Dataset entries
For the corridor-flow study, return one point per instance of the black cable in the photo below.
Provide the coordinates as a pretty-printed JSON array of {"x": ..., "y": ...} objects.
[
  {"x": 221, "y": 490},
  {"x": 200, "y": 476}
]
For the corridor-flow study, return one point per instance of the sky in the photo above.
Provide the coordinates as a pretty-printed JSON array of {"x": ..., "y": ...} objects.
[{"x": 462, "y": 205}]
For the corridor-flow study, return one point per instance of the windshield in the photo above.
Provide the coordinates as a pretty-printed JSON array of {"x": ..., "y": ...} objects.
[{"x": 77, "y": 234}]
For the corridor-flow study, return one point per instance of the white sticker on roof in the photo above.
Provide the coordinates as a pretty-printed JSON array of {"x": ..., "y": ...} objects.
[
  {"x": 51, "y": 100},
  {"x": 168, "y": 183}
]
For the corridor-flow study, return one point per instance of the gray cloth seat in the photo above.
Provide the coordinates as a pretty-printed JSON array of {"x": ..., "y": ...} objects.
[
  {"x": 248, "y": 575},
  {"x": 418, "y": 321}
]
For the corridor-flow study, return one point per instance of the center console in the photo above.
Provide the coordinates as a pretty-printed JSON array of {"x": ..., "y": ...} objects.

(PROBLEM):
Reproduce the material word for word, starting at the line containing "seat in the photo above." and continuing through its final line, with both ends included.

(SOLVED PROBLEM):
For the corridor-flow study, return one point per instance of the gray cloth seat in the photo above.
Provide the coordinates as a pretty-printed JSON array of {"x": ..., "y": ...} objects.
[
  {"x": 248, "y": 575},
  {"x": 418, "y": 321}
]
For the corridor-flow study, return one point per instance of the center console in the photo above.
Provide the coordinates as a pretty-printed JSON array of {"x": ..., "y": ...} objects.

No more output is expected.